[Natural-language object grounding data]

======

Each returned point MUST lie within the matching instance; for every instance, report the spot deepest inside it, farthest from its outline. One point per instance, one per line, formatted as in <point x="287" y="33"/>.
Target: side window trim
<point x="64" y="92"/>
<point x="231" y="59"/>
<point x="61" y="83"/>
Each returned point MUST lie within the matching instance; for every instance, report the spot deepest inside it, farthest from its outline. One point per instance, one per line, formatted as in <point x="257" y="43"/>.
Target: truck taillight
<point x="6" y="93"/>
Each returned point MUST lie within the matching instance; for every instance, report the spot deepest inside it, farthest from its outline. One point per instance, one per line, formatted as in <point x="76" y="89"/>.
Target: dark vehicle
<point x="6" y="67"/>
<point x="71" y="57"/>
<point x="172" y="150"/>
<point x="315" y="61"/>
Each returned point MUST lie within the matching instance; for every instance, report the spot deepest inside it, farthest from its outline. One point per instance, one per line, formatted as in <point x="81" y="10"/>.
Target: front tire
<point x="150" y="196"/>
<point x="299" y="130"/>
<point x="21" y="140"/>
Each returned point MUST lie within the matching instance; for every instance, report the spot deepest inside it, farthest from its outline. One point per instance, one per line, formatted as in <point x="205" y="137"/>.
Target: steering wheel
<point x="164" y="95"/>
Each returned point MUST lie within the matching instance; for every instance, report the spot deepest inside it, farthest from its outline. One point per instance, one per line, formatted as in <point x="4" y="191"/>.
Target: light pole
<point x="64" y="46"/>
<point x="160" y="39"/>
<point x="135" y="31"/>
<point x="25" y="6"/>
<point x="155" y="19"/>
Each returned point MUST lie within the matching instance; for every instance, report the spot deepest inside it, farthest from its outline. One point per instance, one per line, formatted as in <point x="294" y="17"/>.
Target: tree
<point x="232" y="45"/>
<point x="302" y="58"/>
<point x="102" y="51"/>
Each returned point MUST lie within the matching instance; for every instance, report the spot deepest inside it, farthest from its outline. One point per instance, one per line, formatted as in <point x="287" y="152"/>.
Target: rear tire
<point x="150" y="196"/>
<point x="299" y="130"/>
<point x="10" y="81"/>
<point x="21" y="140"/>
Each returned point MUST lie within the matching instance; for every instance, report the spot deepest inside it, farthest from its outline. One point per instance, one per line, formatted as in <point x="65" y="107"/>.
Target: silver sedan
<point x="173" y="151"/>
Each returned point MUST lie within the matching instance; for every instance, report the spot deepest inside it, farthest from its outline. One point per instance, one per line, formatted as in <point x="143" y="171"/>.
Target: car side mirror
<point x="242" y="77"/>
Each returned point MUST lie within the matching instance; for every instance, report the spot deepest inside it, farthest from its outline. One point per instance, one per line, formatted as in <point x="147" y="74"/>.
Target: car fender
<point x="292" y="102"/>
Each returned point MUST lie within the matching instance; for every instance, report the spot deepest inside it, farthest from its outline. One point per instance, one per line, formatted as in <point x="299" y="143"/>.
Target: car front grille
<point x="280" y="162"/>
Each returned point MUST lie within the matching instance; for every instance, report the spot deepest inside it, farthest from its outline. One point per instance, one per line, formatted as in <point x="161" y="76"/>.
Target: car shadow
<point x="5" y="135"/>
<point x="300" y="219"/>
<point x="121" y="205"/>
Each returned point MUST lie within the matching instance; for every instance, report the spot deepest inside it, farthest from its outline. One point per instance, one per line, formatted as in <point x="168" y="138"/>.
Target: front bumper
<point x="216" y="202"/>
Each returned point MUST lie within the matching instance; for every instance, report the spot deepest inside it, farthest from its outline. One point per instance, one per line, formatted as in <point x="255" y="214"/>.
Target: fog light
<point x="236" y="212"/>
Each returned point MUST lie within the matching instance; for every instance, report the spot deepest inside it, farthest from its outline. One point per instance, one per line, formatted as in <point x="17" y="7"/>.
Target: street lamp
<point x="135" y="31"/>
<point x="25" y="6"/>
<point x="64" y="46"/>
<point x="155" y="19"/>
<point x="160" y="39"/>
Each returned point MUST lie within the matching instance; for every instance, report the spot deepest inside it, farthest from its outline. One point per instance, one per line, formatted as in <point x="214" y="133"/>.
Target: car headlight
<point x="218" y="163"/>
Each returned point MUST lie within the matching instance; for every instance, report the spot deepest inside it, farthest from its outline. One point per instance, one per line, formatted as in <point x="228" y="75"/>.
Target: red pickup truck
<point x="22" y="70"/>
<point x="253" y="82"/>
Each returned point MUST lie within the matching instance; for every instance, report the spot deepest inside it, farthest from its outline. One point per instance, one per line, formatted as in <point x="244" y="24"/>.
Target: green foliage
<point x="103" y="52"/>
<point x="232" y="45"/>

======

TASK GOAL:
All of the records above are to be repeated exactly.

OUTPUT:
Each returned point MUST lie within the matching instance; for every instance, report the spot deepest inside it, farthest from its outline. One point per instance, one per line, formatted as in <point x="287" y="33"/>.
Target: side window trim
<point x="64" y="92"/>
<point x="231" y="59"/>
<point x="61" y="83"/>
Each returned point MUST lie within the matching instance; for every instance, report the spot deepest inside it, farthest from its outline. One point per instance, one per line, formatted as in <point x="257" y="43"/>.
Target: truck taillight
<point x="6" y="93"/>
Each returned point MUST lie within the matching instance; for every instance, report the spot deepest inside it, farthest from its outline. One point per instance, one per line, formatted as in <point x="76" y="89"/>.
Target: dark vehicle
<point x="6" y="67"/>
<point x="71" y="57"/>
<point x="172" y="150"/>
<point x="315" y="61"/>
Each returned point MUST lie within the matching instance; for every instance, report the spot deepest inside it, farthest from its outline. One point per instance, one per line, formatted as in <point x="81" y="10"/>.
Target: front tire
<point x="150" y="196"/>
<point x="299" y="130"/>
<point x="21" y="140"/>
Each returned point MUST lie within the matching instance; for every instance, report the spot deepest inside it, farthest from its outline. One point per instance, one per line, formatted as in <point x="205" y="137"/>.
Target: steering wheel
<point x="164" y="95"/>
Each returned point MUST lie within the matching instance; for every instance, report the spot deepest inside it, farthest from its outline. One point per instance, one per line, formatted as in <point x="4" y="191"/>.
Target: light pole
<point x="64" y="46"/>
<point x="160" y="39"/>
<point x="135" y="31"/>
<point x="25" y="6"/>
<point x="155" y="19"/>
Each returned point MUST lie within the matching instance; for every instance, report the spot deepest inside it, farthest from its outline. One point per instance, one per line, formatted as in <point x="294" y="17"/>.
Target: tree
<point x="232" y="45"/>
<point x="302" y="58"/>
<point x="102" y="51"/>
Each returned point MUST lie within the matching instance; for every instance, report the spot deepest inside it, farthest from its outline. One point per instance, one per line, formatted as in <point x="287" y="152"/>.
Target: rear tire
<point x="150" y="196"/>
<point x="299" y="130"/>
<point x="10" y="81"/>
<point x="21" y="140"/>
Each returned point MUST lie within the matching instance; for every instance, report the spot deepest inside it, farthest from its outline. One point per instance, one per line, formatted as in <point x="65" y="107"/>.
Target: silver sedan
<point x="173" y="151"/>
Each returned point MUST lie within the matching instance; for every instance, report the spot deepest inside it, farthest from its outline. One point per instance, one per line, formatted as in <point x="143" y="171"/>.
Target: car side mirror
<point x="242" y="77"/>
Each returned point MUST lie within the matching instance; for every instance, report the spot deepest inside it, farthest from its outline. One point per instance, one per line, formatted as in <point x="147" y="74"/>.
Target: car fender
<point x="292" y="102"/>
Each returned point MUST lie within the matching instance; for every instance, report the spot deepest inside it, farthest from its outline. One point per instance, one per line, formatted as in <point x="299" y="143"/>.
Target: car front grille
<point x="280" y="162"/>
Each returned point MUST lie within the matching instance; for every instance, report the spot deepest inside it, farthest from its outline. One point per instance, one per line, formatted as in <point x="161" y="76"/>.
Target: car shadow
<point x="5" y="135"/>
<point x="300" y="219"/>
<point x="121" y="205"/>
Each returned point MUST lie within the matching instance; for every instance, report the spot deepest inside it, farthest from its outline. One point per instance, one per line, formatted as in <point x="168" y="138"/>.
Target: front bumper
<point x="216" y="202"/>
Each returned point MUST lie within the matching instance; for every instance, report the spot deepest inside it, farthest from its outline. One point per instance, one per line, formatted as in <point x="255" y="214"/>.
Target: fog light
<point x="236" y="212"/>
Each returned point MUST lie within the matching instance; for every instance, report the spot deepest inside it, farthest from its outline. One point per instance, one per line, formatted as in <point x="17" y="7"/>.
Target: street lamp
<point x="135" y="31"/>
<point x="25" y="6"/>
<point x="64" y="46"/>
<point x="155" y="19"/>
<point x="160" y="39"/>
Each returned point MUST lie within the matching instance; for every instance, report the spot deepest inside it, farthest from its outline. One point per instance, one per line, formatted as in <point x="214" y="133"/>.
Target: car headlight
<point x="218" y="163"/>
Each returned point MUST lie within the matching instance; for every instance, report the spot deepest inside it, farthest from its outline. One point per instance, one per line, formatted as in <point x="228" y="75"/>.
Target: red pickup truck
<point x="22" y="70"/>
<point x="253" y="82"/>
Each returned point MUST lie within the matching instance; for every instance, report the spot deepest inside it, farthest from its outline. One point per instance, one per line, formatted as in <point x="244" y="24"/>.
Target: green foliage
<point x="103" y="52"/>
<point x="232" y="45"/>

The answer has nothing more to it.